▶ _What you need to do_: Pick up the passage below about the GIFGIF tools and the Quantify platform, and continue it from its final sentence.

▶ _Excerpt provided_:
Content starts

It’s with those sorts of applications in mind that Hu and Rich are now preparing to release two tools that build on GIFGIF. The first, an open API being released this week, will let anyone with an app or website query the dataset to return a GIF with particular emotional content. It’s already opened up new avenues for researchers. “Travis and Kevin are doing some awesome work,” says Brendan Jou, a PhD candidate at Columbia University who recently published a paper on predicting perceived emotions using an alpha version of the GIFGIF API.


But it’s the tool that’s coming after the API, a platform they call Quantify that they’ll be releasing later this month, which opens up even deeper possibilities.


The idea behind Quantify is to let anybody start a project like GIFGIF, including for things other than GIFs. A project about food, for example, could build a dataset of which meals or dishes respondents see as appropriate for specific contexts and slowly build an index of food concepts for various scenarios. For example, you probably wouldn’t eat mashed potatoes and gravy on a warm summer morning, but you likely crave ice cream when you’re sad or want home-cooked dinners when you’re lonely. With enough responses in a campaign about food, a programmer could write an app that recommends grub based on your emotional state. It could even glean respondents’ relative locations using IP addresses—information that can be used to determine if those recommendations should be different based on the user’s region.

Content ends

▶ _Raw data_:
Content starts

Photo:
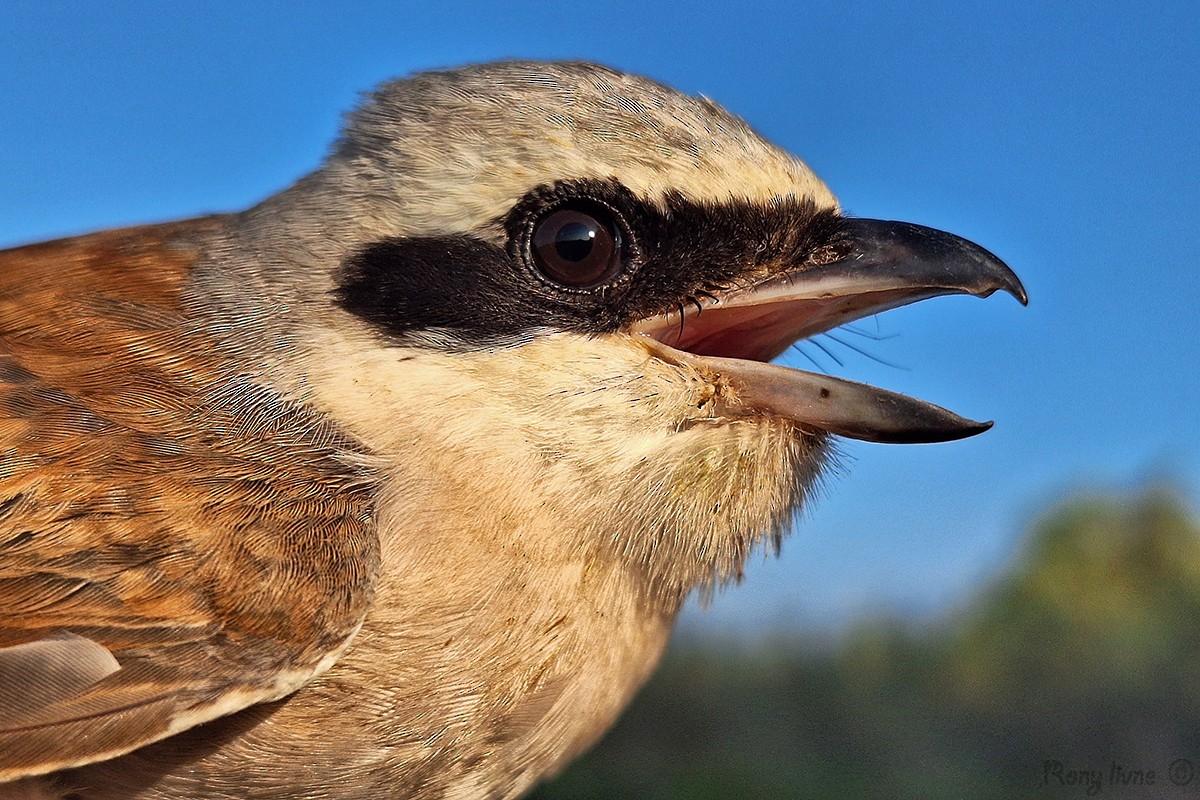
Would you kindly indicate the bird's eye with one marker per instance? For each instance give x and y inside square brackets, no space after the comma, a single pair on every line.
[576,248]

Content ends

▶ _Response to the task_:
Broader Applications


Quantify also presents tantalizing possibilities for marketers. An automobile manufacturer, say, could create a project that showed conceptual dashboards or steering wheels to respondents in order to develop data on what consumers associate with nebulous concepts like safety or luxury. Though they won’t divulge who, Hu and Rich say they’ve already had discussions about Quantify with several high profile corporate sponsors at the Media Lab.


“Now, instead of having a designer that knows all of these things, you can sort of programmatically say, ‘OK, it’s for a Chinese market, and they prefer this mixture of luxury and safety so we’ll design it this way,'” Rich says. “Because we have all this human data that’s being collected and IP located, we know what German preferences are and what Chinese preferences are and what Brazilian preferences are.”


There are also broad applications in the social sciences. To test Quantify, Hu and Rich helped Carnegie Mellon professor William Alba develop a project called Earth Tapestry, which shows pairs of locations (Mount Kilimanjaro, the Large Hadron Collider, Stonehenge) and asks which better expresses various properties (durability, nobility, delightfulness). If all goes according to plan, the dataset collected on Earth Tapestry will be laser-engraved on a sapphire disk and sent to the Moon on the Astrobotic lunar lander by 2016.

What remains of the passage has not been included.